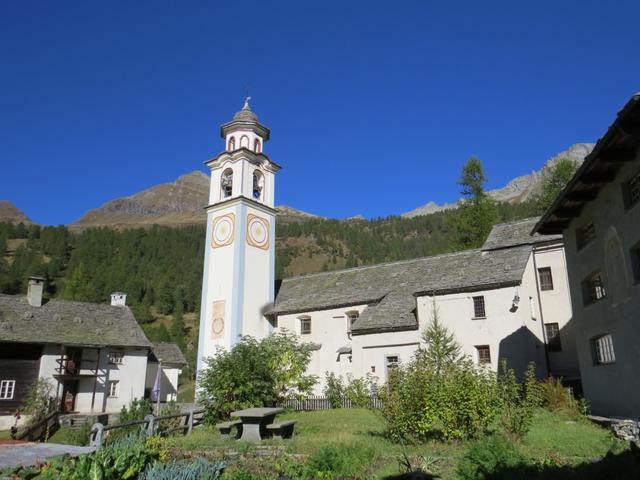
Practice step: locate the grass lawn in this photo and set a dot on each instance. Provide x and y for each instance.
(552, 435)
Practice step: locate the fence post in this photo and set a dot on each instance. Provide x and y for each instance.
(190, 422)
(95, 435)
(150, 419)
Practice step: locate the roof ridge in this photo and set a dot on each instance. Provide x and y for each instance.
(384, 264)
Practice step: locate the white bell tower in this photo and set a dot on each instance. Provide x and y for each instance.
(239, 260)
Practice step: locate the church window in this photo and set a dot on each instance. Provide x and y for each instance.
(258, 185)
(546, 279)
(226, 183)
(305, 325)
(7, 389)
(593, 288)
(351, 318)
(552, 332)
(603, 350)
(478, 307)
(584, 235)
(631, 191)
(484, 354)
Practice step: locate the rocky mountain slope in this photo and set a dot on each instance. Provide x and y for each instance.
(179, 203)
(520, 188)
(10, 213)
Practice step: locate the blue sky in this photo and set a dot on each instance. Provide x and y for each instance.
(373, 106)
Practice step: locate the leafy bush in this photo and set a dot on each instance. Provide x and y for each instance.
(486, 458)
(39, 401)
(255, 373)
(333, 389)
(339, 460)
(519, 400)
(201, 469)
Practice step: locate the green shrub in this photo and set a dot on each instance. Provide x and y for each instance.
(201, 469)
(519, 400)
(486, 458)
(340, 460)
(333, 389)
(255, 373)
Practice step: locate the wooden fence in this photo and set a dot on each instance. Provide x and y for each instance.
(323, 403)
(151, 425)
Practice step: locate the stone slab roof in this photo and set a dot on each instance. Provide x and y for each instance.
(389, 289)
(69, 323)
(170, 354)
(506, 235)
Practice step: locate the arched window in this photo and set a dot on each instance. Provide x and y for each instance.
(258, 184)
(226, 183)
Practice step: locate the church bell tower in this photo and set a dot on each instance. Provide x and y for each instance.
(239, 260)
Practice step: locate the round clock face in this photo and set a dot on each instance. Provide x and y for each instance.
(223, 231)
(257, 232)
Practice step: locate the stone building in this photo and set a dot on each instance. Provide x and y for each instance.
(598, 213)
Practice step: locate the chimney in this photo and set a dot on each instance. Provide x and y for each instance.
(118, 299)
(35, 290)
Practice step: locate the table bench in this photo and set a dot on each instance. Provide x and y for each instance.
(225, 428)
(282, 429)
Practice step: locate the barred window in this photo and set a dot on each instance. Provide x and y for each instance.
(484, 354)
(7, 389)
(478, 307)
(593, 288)
(552, 332)
(546, 279)
(603, 348)
(585, 235)
(305, 325)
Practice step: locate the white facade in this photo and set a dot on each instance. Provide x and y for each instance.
(239, 264)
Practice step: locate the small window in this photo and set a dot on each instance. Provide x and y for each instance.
(484, 354)
(585, 235)
(593, 288)
(552, 332)
(631, 191)
(351, 318)
(478, 307)
(635, 262)
(226, 183)
(546, 279)
(112, 388)
(116, 357)
(258, 184)
(603, 349)
(7, 389)
(305, 325)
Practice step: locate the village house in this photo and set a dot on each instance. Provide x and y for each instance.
(509, 299)
(95, 355)
(598, 213)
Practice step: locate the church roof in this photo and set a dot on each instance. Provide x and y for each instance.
(506, 235)
(69, 323)
(389, 289)
(169, 353)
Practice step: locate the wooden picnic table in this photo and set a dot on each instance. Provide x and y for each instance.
(255, 421)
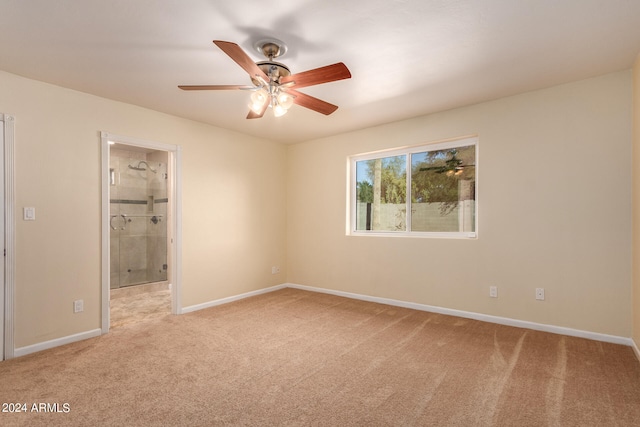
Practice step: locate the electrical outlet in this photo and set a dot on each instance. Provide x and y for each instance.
(78, 306)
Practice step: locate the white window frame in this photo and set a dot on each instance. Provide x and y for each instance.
(407, 151)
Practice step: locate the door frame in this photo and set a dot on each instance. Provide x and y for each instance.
(174, 230)
(7, 235)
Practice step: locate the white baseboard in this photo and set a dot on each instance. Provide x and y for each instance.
(23, 351)
(202, 306)
(477, 316)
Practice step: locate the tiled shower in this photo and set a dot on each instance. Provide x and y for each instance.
(138, 217)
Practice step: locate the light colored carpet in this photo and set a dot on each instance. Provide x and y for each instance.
(295, 358)
(133, 305)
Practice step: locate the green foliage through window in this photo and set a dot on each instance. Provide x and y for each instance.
(442, 184)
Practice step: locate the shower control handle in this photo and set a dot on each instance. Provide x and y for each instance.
(124, 223)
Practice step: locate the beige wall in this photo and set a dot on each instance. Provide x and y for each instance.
(636, 202)
(233, 205)
(554, 212)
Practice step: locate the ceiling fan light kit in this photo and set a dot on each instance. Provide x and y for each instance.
(273, 83)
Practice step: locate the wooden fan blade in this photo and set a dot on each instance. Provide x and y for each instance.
(312, 103)
(253, 115)
(214, 87)
(329, 73)
(236, 53)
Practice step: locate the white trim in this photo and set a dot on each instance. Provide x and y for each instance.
(9, 238)
(175, 225)
(46, 345)
(635, 349)
(408, 151)
(476, 316)
(221, 301)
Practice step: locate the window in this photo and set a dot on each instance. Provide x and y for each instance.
(427, 191)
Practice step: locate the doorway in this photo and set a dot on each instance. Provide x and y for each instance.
(7, 236)
(141, 225)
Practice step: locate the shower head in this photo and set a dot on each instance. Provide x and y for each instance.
(140, 168)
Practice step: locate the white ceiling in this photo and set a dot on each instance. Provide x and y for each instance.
(407, 57)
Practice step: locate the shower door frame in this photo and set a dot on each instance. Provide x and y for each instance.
(174, 211)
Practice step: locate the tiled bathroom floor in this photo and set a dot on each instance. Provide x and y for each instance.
(139, 304)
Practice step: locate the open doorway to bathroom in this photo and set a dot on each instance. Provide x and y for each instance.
(141, 227)
(139, 286)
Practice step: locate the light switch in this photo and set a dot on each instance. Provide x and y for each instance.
(29, 214)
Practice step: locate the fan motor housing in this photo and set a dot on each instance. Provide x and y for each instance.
(274, 70)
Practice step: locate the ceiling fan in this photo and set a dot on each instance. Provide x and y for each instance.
(273, 85)
(452, 166)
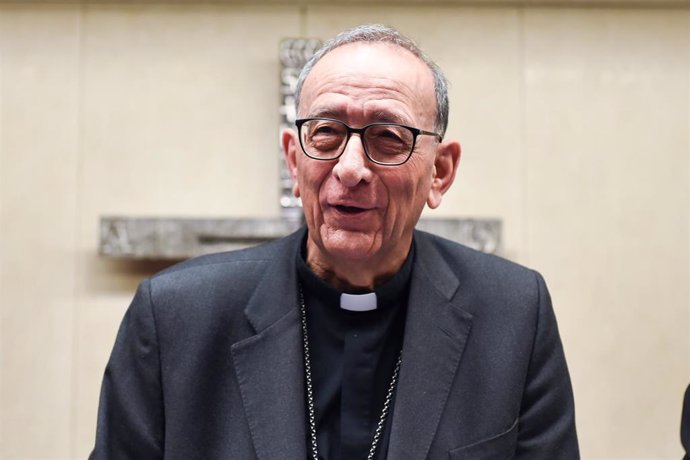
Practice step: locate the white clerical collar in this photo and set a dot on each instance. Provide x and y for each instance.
(358, 302)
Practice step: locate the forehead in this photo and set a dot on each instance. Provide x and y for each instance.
(370, 81)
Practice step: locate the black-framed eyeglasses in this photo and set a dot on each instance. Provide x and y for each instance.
(388, 144)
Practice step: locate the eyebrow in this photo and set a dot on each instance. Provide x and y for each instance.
(379, 116)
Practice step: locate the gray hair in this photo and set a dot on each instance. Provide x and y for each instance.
(377, 33)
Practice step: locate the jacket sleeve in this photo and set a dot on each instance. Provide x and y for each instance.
(546, 428)
(130, 413)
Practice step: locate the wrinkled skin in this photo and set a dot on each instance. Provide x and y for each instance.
(360, 215)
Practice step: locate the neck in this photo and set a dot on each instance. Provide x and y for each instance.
(352, 276)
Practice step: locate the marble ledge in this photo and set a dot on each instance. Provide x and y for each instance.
(150, 238)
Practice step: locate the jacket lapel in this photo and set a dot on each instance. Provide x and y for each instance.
(436, 331)
(269, 365)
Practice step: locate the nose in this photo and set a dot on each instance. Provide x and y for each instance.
(353, 166)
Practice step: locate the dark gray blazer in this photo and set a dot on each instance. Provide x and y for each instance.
(207, 363)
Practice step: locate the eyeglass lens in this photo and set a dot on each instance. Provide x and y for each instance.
(326, 139)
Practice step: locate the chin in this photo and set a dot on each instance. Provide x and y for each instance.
(350, 245)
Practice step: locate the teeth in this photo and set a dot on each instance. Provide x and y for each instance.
(349, 208)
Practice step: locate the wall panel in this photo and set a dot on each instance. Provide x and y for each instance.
(606, 158)
(39, 123)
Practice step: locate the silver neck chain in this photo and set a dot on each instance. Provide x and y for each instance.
(310, 391)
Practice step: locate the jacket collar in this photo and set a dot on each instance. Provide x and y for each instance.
(270, 368)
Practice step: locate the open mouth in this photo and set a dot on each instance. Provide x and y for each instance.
(349, 209)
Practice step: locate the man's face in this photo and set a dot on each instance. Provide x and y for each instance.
(359, 214)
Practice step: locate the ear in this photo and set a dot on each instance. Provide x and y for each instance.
(445, 167)
(291, 150)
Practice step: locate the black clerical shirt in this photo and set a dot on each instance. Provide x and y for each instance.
(353, 355)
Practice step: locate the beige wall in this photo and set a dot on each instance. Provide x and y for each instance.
(575, 124)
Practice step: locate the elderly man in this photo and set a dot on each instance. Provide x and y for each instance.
(357, 337)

### Task prompt
Return exactly the lines from the one containing "Practice step: locate the open mouth" to the last line of the data, and nothing more.

### Result of this exercise
Practice step: locate the open mouth in this photo and set a dot on each instance. Provide x and y for each instance.
(349, 209)
Practice step: locate the man's face in this photo and set a dot on each instance. Provide x and y for each instance.
(359, 214)
Practice step: locate the ear in this photo and set a dot on each instance. Provide x and y for each instance.
(445, 167)
(291, 150)
Practice step: locate the black clerical shirt in this photo and set a dot on each instance. Provide x and y for each instance.
(353, 355)
Practice step: locate the beige wall in this photo and set a dot on each instance. Provide x and y for each instance.
(575, 124)
Practice step: locate the elderly man in this photo and set a dot on each instance. Provide x and y for each instance.
(357, 337)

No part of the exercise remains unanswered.